(Excerpts from point annotation data)
•••
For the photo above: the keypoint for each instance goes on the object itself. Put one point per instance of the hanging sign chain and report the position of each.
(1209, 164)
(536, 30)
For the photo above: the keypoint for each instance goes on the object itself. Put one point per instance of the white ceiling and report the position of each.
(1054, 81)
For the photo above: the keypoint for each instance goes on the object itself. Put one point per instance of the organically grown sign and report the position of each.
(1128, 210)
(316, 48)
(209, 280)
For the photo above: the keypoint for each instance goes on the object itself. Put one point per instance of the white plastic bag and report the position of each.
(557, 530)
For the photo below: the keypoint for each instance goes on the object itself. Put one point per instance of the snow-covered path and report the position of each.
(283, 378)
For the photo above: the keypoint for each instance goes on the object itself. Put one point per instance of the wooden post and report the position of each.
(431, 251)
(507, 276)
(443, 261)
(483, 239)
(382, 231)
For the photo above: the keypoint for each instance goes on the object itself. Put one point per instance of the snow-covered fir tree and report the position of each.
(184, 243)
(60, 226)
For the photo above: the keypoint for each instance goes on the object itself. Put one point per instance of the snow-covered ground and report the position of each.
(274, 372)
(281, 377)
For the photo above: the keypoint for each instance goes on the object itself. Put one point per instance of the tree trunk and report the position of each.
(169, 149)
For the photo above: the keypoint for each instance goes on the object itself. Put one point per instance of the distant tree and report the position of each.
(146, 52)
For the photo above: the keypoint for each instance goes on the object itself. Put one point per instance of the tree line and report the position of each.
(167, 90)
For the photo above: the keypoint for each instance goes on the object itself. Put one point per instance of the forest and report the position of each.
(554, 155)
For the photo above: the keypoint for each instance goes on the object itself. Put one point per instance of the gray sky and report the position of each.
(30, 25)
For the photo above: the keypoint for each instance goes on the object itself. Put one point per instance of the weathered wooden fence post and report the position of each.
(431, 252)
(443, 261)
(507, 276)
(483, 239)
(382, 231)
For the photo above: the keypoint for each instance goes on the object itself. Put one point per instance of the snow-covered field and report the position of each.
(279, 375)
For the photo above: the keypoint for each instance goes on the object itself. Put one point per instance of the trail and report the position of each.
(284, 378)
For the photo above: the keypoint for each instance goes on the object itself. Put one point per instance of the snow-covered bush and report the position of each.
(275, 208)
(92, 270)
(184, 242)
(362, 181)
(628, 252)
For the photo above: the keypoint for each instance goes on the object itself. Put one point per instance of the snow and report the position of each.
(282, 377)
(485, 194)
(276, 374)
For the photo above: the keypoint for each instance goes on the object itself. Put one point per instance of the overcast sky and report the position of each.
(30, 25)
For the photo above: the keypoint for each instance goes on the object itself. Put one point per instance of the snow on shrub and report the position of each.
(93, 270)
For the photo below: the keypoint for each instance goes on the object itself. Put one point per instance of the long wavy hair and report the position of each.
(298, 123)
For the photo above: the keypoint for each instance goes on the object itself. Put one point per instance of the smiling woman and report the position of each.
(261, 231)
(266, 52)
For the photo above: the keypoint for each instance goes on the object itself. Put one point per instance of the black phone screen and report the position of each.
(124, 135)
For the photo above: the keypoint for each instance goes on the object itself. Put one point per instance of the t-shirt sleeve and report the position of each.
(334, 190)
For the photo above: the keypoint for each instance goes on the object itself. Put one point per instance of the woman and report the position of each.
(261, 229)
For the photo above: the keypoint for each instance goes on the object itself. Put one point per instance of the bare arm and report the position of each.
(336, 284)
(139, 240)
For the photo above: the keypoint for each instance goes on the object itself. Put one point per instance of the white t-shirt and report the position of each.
•••
• WHAT IS REQUIRED: Rewrite the records from the line containing "sleeve and report the position of each." through the end of the records, replacing "bare arm" with "forearm" and leaving all else unchanged.

• EXPECTED ANSWER:
For the photo above: the keypoint for each instance goes on the object itself. Put one point per instance of the t-shirt sleeve and report the position of each.
(334, 190)
For the photo above: the keypoint for each instance goes on the object itself. Put one point per instance of the woman and report the position of each.
(261, 229)
For the photo above: the keypoint for each instance goes on the object itself. Put one point per instance of the forearm and report the position of each.
(336, 284)
(139, 240)
For the photo above: the keypoint for each instance goes on the object itself. Put one point per instance of the white t-shirt and report the position of each.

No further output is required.